■ **What is expected**:
Format the records, from the line containing "If you could mark the sky" through the end of the records inclusive, as a Markdown table with the columns No. and Text. Give each line its row number and leave out blank lines.

■ **Records for this task**:
-*-*-
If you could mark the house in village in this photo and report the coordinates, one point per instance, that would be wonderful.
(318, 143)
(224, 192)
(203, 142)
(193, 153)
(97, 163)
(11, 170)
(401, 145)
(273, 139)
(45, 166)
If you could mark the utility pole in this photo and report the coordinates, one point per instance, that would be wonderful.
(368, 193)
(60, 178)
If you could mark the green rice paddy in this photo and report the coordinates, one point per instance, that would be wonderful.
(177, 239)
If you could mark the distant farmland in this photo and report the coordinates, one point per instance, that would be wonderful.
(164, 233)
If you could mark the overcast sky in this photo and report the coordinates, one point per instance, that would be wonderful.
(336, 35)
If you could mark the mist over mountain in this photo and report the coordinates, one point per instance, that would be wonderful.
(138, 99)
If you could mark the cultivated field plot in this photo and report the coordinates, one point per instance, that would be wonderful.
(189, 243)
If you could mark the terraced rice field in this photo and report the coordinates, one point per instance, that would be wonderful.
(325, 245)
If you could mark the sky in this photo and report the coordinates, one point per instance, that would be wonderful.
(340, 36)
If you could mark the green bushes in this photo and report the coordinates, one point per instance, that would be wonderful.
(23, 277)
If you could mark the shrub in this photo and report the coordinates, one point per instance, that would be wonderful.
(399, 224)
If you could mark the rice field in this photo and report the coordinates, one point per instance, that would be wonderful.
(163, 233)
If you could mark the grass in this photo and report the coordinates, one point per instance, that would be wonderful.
-*-*-
■ **Reply to the task**:
| No. | Text |
|---|---|
| 1 | If you could mark the sky in this photo and report the coordinates, one point per instance, that would be wonderful. |
| 2 | (340, 36) |
| 3 | If you could mark the green bushes in this photo and report the coordinates, one point per instance, that would be wonderful. |
| 4 | (23, 277) |
| 5 | If you could mark the shrub in this photo and report the coordinates, one point per instance, that would be wonderful. |
| 6 | (399, 224) |
| 7 | If you could mark the rice field in this photo and report the coordinates, one point per instance, that would be wonderful. |
| 8 | (163, 233) |
| 9 | If you could mark the grass in this photo and report the coordinates, one point per instance, that would be wonderful. |